_Assigned task_
Find every line below with the word "position" in it, and copy each one.

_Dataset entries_
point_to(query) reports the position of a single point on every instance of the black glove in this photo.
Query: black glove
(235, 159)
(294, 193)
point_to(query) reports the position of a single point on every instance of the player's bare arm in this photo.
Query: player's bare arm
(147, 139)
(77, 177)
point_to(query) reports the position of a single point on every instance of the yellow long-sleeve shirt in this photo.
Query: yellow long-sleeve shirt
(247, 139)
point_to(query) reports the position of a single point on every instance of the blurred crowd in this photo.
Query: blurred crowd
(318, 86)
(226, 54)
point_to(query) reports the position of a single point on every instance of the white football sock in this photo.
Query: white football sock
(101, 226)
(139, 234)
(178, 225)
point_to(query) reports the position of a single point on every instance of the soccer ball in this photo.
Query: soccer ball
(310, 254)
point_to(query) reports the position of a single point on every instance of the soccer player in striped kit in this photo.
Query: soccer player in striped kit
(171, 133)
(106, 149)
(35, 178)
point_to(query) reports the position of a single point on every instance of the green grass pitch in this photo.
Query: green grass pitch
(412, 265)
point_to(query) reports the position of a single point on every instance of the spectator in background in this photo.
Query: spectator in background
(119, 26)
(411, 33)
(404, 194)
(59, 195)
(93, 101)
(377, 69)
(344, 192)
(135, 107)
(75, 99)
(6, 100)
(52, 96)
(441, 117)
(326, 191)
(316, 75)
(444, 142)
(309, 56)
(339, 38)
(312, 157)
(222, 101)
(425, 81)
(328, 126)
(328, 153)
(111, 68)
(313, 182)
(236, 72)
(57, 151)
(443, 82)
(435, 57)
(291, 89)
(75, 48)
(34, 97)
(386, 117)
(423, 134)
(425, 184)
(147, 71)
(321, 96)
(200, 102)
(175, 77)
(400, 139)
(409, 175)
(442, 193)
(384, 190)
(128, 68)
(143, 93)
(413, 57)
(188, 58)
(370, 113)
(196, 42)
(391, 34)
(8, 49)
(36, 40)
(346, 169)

_Exercise output_
point_to(query) reports the position of a single point on every instance of the black glove in this photo.
point_to(query) reports the position of a single point on every instance of the player's bare arm in this photo.
point_to(query) reports the position of a single point on every instance of the yellow long-sleeve shirt in this photo.
point_to(query) reports the position of a single point on every instance of the blurred crowd in this photo.
point_to(query) reports the position of a single point on every instance of the white football sock in this photo.
point_to(query) reports the position of a single point on every instance of the soccer ball in this photo.
point_to(query) reports the position of a single point on every instance of the soccer player in striped kit in this photo.
point_to(query) reports the position of a single point on every instance of the green grass pitch in this photo.
point_to(query) reports the position of a single point on every instance of the spectator in background in this photo.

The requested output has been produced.